┌─ TEXT BLOCK
Judith was born and raised in Manhattan, the daughter of a Nobel Prize-winning neuroscientist. Her first career was in economic development and aid work, culminating in a stint in Kenya and Zimbabwe. Back stateside, she took up guitar and forged a career as a singer-songwriter, evolving from a bluegrass Jewbilly into a navel-gazing songstress. Judith has three acclaimed CDs on Nashville’s Compass Records to her credit and composes soundtracks for TV documentaries including the PBS series “Nova.” She also contributes tracks to various CD projects, such as the Grammy Award-winning Stephen Foster tribute “Beautiful Dreamer,” the European compilation “Songs for Choice,” and Janet Reno’s musical history project, “Song of America.” Her fourth recording will be released in 2007.
Taylor Holliday is the journalist, culture vulture and daring eater who disdains exercise as much as she relishes all-night drink-and-talk fests in the local pub. She may be a born skeptic, but underneath the calm, cool exterior lies a sentimental romantic and a total sucker for new places, quirky people and happy endings. Taylor is newly married, having committed later than most after finally learning to steer clear of the certifiably crazy ones. Now she and her writer husband are torn between the financial and lifestyle sacrifices that come with parenthood and the desire to adopt a Vietnamese baby because they’re so darned cute.
└─
┌─ STORED RECORDS
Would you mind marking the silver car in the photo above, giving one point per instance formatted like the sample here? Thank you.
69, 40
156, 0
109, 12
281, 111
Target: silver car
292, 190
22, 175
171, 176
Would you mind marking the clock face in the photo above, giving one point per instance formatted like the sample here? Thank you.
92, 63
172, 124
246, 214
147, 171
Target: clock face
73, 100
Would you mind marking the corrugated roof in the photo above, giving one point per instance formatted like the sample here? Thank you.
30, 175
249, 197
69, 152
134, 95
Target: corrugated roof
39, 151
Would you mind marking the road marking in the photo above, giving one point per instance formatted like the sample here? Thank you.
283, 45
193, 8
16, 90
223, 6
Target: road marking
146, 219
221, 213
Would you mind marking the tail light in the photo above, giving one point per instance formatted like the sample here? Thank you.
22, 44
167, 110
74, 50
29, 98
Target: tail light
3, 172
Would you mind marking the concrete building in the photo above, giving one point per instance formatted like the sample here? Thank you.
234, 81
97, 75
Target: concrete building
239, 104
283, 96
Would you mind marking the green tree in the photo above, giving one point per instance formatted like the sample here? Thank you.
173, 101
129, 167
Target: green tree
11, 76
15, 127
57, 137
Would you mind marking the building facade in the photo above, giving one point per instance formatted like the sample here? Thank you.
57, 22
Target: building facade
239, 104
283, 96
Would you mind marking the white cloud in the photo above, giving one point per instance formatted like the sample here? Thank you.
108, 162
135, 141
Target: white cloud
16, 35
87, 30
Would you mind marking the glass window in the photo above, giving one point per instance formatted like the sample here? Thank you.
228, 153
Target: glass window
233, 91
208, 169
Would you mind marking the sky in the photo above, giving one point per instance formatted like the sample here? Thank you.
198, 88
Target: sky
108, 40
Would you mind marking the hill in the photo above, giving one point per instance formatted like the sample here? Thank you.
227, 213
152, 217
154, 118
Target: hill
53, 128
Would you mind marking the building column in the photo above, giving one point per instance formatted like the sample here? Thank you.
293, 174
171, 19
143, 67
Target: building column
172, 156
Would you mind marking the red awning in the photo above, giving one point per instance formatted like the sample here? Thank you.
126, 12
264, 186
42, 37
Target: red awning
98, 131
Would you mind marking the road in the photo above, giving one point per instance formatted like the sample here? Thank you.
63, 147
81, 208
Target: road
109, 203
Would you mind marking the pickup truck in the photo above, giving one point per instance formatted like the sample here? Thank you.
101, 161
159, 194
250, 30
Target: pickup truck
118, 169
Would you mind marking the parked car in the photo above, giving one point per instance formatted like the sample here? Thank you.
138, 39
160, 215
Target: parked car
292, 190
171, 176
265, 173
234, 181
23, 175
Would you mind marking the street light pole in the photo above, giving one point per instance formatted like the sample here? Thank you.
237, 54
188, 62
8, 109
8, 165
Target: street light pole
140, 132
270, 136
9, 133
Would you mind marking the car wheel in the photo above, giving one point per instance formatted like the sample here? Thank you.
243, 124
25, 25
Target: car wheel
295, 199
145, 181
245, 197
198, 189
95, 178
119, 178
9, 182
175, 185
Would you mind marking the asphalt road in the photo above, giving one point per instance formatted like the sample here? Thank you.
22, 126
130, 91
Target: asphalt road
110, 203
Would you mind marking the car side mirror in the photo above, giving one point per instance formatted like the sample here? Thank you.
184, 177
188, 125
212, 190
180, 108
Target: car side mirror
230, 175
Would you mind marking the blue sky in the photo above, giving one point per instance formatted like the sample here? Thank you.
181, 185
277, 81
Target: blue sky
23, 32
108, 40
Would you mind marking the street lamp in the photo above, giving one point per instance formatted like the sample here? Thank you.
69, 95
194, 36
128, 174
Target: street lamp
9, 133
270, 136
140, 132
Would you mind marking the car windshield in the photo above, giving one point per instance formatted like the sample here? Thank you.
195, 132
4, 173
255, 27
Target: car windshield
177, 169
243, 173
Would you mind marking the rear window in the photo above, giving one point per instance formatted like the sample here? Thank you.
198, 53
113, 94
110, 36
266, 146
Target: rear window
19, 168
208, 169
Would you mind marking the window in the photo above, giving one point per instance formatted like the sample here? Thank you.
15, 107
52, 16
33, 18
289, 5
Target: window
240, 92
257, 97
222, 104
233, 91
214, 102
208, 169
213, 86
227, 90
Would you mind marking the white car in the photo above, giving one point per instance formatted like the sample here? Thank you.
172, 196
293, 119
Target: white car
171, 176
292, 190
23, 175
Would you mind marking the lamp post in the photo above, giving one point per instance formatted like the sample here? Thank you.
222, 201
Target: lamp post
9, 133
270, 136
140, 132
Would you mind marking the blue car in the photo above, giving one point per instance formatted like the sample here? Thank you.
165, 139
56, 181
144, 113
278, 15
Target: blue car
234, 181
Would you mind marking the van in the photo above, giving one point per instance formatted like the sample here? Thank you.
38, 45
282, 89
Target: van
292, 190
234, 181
└─
• **TASKS**:
- a) In the biographies, which record label has put out Judith's three CDs?
- b) For each statement, say whether it agrees with the biographies. (i) Judith's first career was in economic development and aid work. (ii) Taylor Holliday enjoys exercise. (iii) Taylor Holliday's husband is a writer.
- c) Write the next part of the biographies, picking up after their final sentence.
The entries are separate material and have nothing to do with the biographies.

• **TASK RESPONSES**:
- a) Nashville's Compass Records.

- b)
(i) Yes: "Her first career was in economic development and aid work."
(ii) No: "disdains exercise as much as she relishes all-night drink-and-talk fests in the local pub."
(iii) Yes: "she and her writer husband."

- c)
Taylor is descended from a long line of Southerners and was born to bohemian parents in backwoods Oklahoma. Chomping at the bit to escape small-town life, her first career was as an international financial analyst in London, Paris and Basel. She then got a master’s in international affairs from Columbia University and spent 10 years as an arts and culture editor in New York for The Wall Street Journal and Wall Street Journal Europe. Taylor currently is a freelance journalist who has written about travel, food, drink, photography, art and architecture for The Wall Street Journal and The New York Times. She has had Travel-section cover stories in the NYT about eating her way through Vietnam and sailing the Aegean coast of Turkey.